### Prompt 1
Condense the paragraph of the passage on vegetable and fruit juices below that begins "Beet juice has risen to superfoods" into a bulleted list that retains its main facts.
### Prompt 2
Pick up the passage on vegetable and fruit juices below where it stops, and continue it past the paragraph on apple juice.

### Provided text
○ ○ ○ ○
The bright red color of tomatoes is due to high amount of lycopene, which is an antioxidant and a carotenoid. Studies indicate that lycopene may help improve your heart health and lower your risk of stroke. It is thought that it can lower the risk of heart disease by 13 percent. It is worth mentioning that tomato juice is high in salt, which may significantly increase your risk of high blood pressure if consumed in excess.
Beet juice has risen to superfoods recently. Its popularity is linked to its health benefits. You only need to blend beets and water to have your beet juice. The USDA database states that one cup of beet juice contains 70 calories, 1 g of protein, 18 g of carbs, 1 g of fiber, and 13 g of sugar. Since it’s a vegetable, beet juice is considerably low in sugar. Same to tomatoes, betalains are a compound that gives beets their deep-red color. They are characteristically antioxidants, with the ability to lower the risk of heart disease, certain types of cancer, and inflammation. In addition, beet juice contains high amounts of inorganic nitrates, which have been found to increase athletic performance, lower blood pressure, and reduce the risk of heart disease.
Apple juice is one of the healthiest and most popular fruit juices around the world. As per the USDA database, one cup of apple juice contains 114 calories, less than 1 g of protein, 28 g of carbs, 0.5 g of fiber, 24 g of sugar, 5 percent of the RDV for potassium, and 3 percent of the RDV for vitamin C. Apple juice provides potassium, a mineral and an electrolyte that is important for transmission of nerve impulses and improved heart health. Given that apple juice is low in vitamin, the brands made for commercial purposes are enriched with vitamin C, delivering up to 106 percent of the RDV per cup. The juice is also high in antioxidants, particularly flavonoids and chlorogenic acid, which can help prevent damages caused by free radicals.
○ ○ ○ ○
### Given entries
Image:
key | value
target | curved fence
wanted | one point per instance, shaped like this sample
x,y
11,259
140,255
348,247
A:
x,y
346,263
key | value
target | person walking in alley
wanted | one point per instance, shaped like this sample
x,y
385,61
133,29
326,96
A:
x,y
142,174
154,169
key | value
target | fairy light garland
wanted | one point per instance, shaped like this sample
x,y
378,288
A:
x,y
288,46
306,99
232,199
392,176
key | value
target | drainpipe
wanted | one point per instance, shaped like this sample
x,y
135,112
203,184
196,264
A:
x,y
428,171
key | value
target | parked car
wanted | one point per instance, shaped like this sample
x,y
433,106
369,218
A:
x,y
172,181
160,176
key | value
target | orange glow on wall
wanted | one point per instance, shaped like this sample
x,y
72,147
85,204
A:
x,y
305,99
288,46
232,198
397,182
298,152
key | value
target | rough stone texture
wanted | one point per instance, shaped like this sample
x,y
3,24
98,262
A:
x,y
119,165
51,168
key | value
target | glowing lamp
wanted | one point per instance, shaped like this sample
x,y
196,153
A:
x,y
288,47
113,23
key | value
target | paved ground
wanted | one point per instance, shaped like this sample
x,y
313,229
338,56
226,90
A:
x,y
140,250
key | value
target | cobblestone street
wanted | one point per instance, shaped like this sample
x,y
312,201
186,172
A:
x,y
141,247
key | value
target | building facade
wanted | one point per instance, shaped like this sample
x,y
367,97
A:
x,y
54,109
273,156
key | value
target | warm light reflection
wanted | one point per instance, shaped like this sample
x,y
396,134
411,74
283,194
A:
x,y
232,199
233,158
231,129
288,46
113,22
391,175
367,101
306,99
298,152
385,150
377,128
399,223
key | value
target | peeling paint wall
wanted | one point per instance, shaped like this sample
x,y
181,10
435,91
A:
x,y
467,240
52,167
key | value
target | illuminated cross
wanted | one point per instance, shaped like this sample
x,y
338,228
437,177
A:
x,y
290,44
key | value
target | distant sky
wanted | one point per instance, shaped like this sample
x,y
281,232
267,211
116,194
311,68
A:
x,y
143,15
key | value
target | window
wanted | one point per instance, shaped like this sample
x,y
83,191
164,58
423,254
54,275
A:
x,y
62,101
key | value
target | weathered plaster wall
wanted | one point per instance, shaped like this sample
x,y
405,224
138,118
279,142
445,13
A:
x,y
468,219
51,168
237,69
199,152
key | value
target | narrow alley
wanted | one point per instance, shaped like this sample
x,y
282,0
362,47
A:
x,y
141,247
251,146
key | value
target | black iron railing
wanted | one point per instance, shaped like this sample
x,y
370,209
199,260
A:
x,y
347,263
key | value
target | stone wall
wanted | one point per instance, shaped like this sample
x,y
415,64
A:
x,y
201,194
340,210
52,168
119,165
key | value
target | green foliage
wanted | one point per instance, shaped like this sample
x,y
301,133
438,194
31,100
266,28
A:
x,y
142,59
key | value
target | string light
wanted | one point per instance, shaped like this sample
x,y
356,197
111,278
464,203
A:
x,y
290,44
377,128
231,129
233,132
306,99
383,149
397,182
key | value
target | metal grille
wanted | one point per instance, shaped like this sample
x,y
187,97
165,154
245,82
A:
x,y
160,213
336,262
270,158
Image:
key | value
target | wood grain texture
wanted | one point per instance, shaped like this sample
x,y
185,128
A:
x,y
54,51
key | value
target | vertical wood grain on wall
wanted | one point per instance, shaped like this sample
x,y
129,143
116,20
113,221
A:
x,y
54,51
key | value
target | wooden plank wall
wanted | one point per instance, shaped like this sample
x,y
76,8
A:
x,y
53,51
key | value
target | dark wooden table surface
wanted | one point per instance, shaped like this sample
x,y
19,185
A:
○ ○ ○ ○
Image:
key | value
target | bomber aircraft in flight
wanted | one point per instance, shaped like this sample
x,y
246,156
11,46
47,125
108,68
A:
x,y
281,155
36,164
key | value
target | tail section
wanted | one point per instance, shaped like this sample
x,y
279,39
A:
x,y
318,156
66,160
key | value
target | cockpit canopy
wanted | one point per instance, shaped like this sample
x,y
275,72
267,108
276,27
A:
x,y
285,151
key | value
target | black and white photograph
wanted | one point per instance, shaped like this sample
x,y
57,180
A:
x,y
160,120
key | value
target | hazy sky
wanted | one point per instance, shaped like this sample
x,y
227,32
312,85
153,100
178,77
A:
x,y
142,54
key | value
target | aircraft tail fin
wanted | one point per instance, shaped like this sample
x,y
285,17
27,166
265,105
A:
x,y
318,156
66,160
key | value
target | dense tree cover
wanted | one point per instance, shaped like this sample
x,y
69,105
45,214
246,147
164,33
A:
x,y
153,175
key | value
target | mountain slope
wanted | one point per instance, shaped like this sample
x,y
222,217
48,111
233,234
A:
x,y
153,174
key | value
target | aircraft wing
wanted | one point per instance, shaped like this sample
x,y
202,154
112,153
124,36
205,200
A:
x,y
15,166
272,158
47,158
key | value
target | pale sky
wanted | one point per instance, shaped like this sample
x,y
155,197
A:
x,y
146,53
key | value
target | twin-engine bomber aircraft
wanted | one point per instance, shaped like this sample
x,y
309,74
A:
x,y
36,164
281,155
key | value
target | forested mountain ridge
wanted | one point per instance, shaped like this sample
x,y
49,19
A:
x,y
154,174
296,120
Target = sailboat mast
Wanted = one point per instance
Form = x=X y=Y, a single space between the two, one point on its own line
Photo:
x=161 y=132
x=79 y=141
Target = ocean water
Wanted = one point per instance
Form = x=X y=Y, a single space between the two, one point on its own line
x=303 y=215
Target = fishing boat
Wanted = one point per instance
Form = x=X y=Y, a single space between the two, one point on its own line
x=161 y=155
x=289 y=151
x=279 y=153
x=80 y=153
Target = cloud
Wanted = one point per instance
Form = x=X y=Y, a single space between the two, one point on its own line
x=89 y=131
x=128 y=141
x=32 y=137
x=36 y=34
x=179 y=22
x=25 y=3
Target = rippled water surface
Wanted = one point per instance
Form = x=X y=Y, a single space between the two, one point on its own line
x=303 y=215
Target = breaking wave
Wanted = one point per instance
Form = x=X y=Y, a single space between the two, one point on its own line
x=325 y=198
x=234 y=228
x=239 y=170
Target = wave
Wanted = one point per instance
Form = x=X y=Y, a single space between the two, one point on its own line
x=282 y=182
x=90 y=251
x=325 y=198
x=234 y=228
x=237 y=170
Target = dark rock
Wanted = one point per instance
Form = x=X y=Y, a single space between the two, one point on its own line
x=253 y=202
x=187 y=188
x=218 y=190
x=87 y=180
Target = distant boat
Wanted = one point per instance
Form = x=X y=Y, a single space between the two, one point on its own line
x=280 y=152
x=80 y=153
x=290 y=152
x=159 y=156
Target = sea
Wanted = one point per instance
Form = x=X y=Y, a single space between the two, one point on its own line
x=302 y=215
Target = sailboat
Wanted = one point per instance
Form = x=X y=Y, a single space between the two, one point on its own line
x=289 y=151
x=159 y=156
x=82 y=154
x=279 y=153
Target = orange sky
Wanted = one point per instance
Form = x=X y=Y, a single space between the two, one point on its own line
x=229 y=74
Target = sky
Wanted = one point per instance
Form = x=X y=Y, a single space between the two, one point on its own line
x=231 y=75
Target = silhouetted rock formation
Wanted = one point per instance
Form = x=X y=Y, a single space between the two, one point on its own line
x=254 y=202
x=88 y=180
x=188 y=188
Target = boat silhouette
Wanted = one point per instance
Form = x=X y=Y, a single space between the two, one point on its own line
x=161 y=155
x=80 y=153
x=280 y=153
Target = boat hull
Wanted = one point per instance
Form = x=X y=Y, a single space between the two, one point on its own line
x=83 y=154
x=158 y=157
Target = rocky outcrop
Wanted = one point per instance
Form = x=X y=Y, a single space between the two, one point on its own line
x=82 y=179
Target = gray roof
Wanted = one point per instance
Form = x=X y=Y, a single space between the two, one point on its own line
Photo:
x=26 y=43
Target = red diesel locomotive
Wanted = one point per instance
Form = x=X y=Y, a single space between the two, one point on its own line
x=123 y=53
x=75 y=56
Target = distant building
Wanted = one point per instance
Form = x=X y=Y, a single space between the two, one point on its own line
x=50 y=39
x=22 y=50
○ ○ ○ ○
### Written answer 1
- Beet juice has recently become a superfood, and its popularity is linked to its health benefits.
- It is made by blending beets and water.
- Per the USDA, one cup has 70 calories, 1 g of protein, 18 g of carbs, 1 g of fiber, and 13 g of sugar. As a vegetable juice, it is considerably low in sugar.
- Betalains give beets their deep-red color. These antioxidants can lower the risk of heart disease, certain types of cancer, and inflammation.
- Its high levels of inorganic nitrates have been found to increase athletic performance, lower blood pressure, and reduce the risk of heart disease.

### Written answer 2
Prunes another healthiest type of juice you can add to your diet. As per the USDA database, one cup of prune juice contains 182 calories, 1.5 g of protein, 45 g of carbs, 2.5 g of fiber, 42 g of sugar, 17 percent of the RDV for iron, 9 percent of the RDV for magnesium, 17 percent of the RDV for manganese, 15 percent of the RDV for potassium, 14 percent of the RDV for vitamin B2, 13 percent of the RDV for vitamin B3, 33 percent of the RDV for vitamin B6, 12 percent of the RDV for vitamin C, 8 percent of the RDV for vitamin K. Prune juice provides a variety of B vitamins, which supports metabolism, synthesize DNA, increase the production of red blood cells, as well as improving skin and eye health. Additionally, prune juice can help treat constipation in older adults.
Orange juice can be taken as early as part of a classic breakfast. As per the USDA database, one cup of orange juice contains 112 calories, 2 g of protein, 26 g of carbs, 0.5 g of fiber, 21 g of sugar, 19 percent of the RDV for folate, 11 percent of the RDV for potassium, and 138 percent of the RDV for vitamin C. Orange juice is high in vitamin C, which improves absorption of iron and skin health. The juice also contains phenolic compounds, such as chlorogenic, ferulic, and cinnamic acids, all of which can prevent damages caused by free radicals.
Taking juice can significantly pack various nutrients, more so antioxidants. While some argue that juice is high in sugar, it is actually a better and healthier alternative for beverages with added sugars. You can try making juices in this article and enjoy them at your convenience.